▸ **Excerpt**:
╭──
Skip to content
Forest Gregg edited this page Mar 12, 2014 · 32 revisions

Dedupe

Class for active learning deduplication. Use deduplication when you have data that can contain multiple records that can all refer to the same entity. Active learning lets a user train dedupe on how to classify records as distinct or duplicates and efficiently learn how to match records.

For larger datasets, you will need to use the thresholdBlocks and matchBlocks. This methods require you to create blocks of records. For Dedupe, each blocks should be a dictionary of records. Each block consists of all the records that share a particular predicate, as output by the blocker method of Dedupe.

Within a block, the dictionary should consist of records from the data, with the keys being record ids and the values being the record.

Example

> data = {'A1' : {'name' : 'howard'},
          'B1' : {'name' : 'howie'}}
...
> blocks = defaultdict(dict)
>
> for block_key, record_id in linker.blocker(data_d.items()) :
>   blocks[block_key].update({record_id : data_d[record_id]})
>
> blocked_data = blocks.values()
> print blocked_data
[{'A1' : {'name' : 'howard'},
  'B1' : {'name' : 'howie'}}]

Defining a model, _init_(field_definition, data_sample=None)

Initialize a Dedupe object with a field definition

# initialize from a defined set of fields
fields = {
          'Site name': {'type': 'String'},
          'Address': {'type': 'String'},
          'Zip': {'type': 'String', 'Has Missing':True},
          'Phone': {'type': 'String', 'Has Missing':True},
          }

deduper = dedupe.Dedupe(fields)

or

deduper = dedupe.Dedupe(fields, data_sample)

data_sample is an optional argument that we'll discuss fully below

num_processes should be the number of processes to use for parallel processing, defaults to 1

Field Definitions

A field definition is a dictionary where the keys are the fields that will be used for training a model and the values are the field specification

Field types include

  • String
  • Custom
  • LatLong
  • Set
  • Interaction

String Types

A 'String' type field must have as its key a name of a field as it appears in the data dictionary and a type declaration ex. {'Phone': {type: 'String'}} The string type expects fields to be of class string. Missing data should be represented as an empty string ''

String types are compared using affine gap string distance.

Custom Types

A 'Custom' type field must have as its key a name of a field as it appears in the data dictionary, at 'type' declaration, and a 'comparator' declaration. The comparator must be a function that can take in two field values and return a number or a numpy.nan (not a number, appropriate when a distance is not well defined, as when one of the fields is missing).

Example custom comparator:

def sameOrNotComparator(field_1, field_2) :
    if field_1 and field_2 :
        if field_1 == field_2 :
            return 1
        else:
            return 0
    else :
        return numpy.nan

Field definition:

{'Zip': {'type': 'Custom', 
         'comparator' : sameOrNotComparator}} 

LatLong

A 'LatLong' type field must have as its key a name of a field as it appears in the data dictionary, at 'type' declaration. LatLong fields are compared using the Haversine Formula. A 'LatLong' type field must consist of tuples of floats corresponding to a latitude and a longitude. If data is missing, this should be represented by a tuple of 0s (0.0, 0.0)
╰──
▸ **Data section**:
╭──
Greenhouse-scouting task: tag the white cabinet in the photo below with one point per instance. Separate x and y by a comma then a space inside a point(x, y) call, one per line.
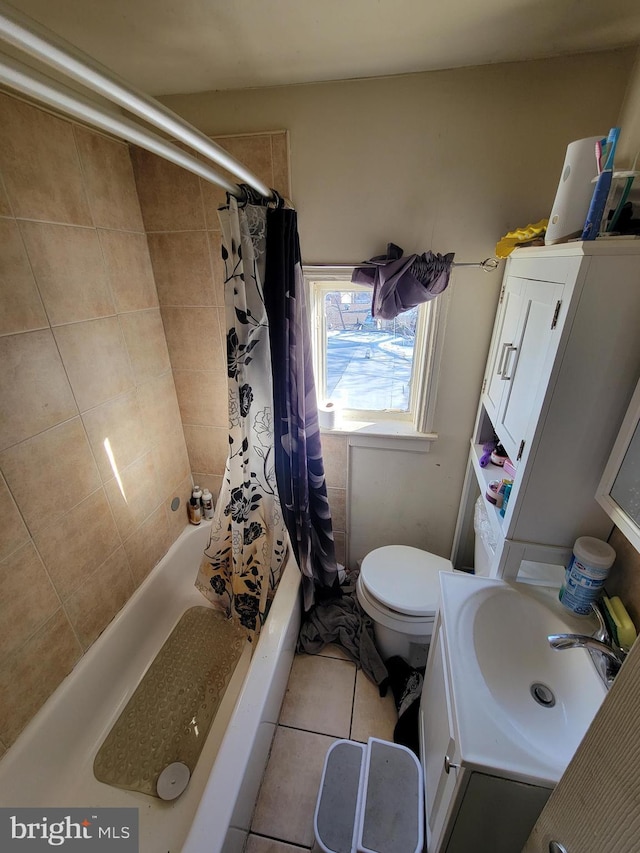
╰──
▸ **What to work on**:
Extract the passage of the Dedupe page from "Class for active" to "method of Dedupe.", word for word.

▸ **Expected output**:
Class for active learning deduplication. Use deduplication when you have data that can contain multiple records that can all refer to the same entity. Active learning lets a user train dedupe on how to classify records as distinct or duplicates and efficiently learn how to match records.

For larger datasets, you will need to use the thresholdBlocks and matchBlocks. This methods require you to create blocks of records. For Dedupe, each blocks should be a dictionary of records. Each block consists of all the records that share a particular predicate, as output by the blocker method of Dedupe.